* Start The data *
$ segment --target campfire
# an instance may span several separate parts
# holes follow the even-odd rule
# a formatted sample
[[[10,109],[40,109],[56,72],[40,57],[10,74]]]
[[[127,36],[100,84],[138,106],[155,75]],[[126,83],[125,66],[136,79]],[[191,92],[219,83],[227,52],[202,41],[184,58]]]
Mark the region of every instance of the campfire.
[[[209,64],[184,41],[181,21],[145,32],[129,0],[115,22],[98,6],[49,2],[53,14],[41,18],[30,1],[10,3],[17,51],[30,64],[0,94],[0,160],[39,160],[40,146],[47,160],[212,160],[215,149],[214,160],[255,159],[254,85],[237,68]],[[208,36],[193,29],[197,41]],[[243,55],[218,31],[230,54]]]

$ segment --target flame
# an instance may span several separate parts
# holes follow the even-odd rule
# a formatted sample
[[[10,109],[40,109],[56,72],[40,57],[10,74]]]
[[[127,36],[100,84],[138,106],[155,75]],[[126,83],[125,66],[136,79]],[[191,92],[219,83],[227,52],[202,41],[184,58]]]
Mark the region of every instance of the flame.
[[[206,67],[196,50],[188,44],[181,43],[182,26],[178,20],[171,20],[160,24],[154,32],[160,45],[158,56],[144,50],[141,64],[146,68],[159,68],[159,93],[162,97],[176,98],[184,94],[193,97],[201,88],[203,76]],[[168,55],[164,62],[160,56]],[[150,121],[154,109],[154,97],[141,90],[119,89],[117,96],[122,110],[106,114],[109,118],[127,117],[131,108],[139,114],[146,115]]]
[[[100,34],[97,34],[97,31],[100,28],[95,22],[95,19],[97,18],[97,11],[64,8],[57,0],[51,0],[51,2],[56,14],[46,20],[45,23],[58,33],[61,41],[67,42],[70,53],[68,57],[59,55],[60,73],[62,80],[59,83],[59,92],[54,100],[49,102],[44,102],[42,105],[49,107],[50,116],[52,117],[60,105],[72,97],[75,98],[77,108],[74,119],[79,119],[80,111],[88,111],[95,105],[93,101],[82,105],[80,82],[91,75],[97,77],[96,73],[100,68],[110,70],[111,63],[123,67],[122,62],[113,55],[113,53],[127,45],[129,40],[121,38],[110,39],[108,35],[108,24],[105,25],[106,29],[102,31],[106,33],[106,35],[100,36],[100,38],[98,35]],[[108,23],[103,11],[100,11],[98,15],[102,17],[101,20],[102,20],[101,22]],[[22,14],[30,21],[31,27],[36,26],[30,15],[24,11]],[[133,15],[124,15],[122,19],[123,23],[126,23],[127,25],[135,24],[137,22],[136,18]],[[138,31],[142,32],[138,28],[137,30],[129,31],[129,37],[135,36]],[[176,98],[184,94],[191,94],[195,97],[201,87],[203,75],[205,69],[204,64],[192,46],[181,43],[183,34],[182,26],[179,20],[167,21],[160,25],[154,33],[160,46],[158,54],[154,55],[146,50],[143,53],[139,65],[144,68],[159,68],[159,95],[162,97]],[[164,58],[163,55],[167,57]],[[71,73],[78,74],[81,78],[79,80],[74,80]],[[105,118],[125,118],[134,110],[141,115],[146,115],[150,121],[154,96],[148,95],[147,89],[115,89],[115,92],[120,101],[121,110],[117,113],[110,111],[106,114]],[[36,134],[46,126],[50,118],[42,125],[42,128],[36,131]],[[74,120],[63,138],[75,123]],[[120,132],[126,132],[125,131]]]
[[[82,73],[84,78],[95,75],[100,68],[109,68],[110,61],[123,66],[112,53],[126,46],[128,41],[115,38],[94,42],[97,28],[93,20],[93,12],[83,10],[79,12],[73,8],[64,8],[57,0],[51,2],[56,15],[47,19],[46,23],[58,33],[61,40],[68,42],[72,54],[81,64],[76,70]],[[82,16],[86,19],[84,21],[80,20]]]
* End The data *
» Work to complete:
Copy the lines from the one that has "segment --target flame" through the one that has "Mark the region of every instance of the flame.", replacing "flame" with "fire" and keeping everything else the same.

» Solved problem:
$ segment --target fire
# an instance may span several separate parts
# holes follow the even-odd rule
# a formatted sample
[[[10,109],[40,109],[56,72],[40,57],[10,74]]]
[[[127,36],[100,84],[138,106],[155,75]],[[126,83],[125,66],[136,79]],[[191,92],[219,83],[227,52],[202,41],[184,58]]]
Mark the region of every instance of the fire.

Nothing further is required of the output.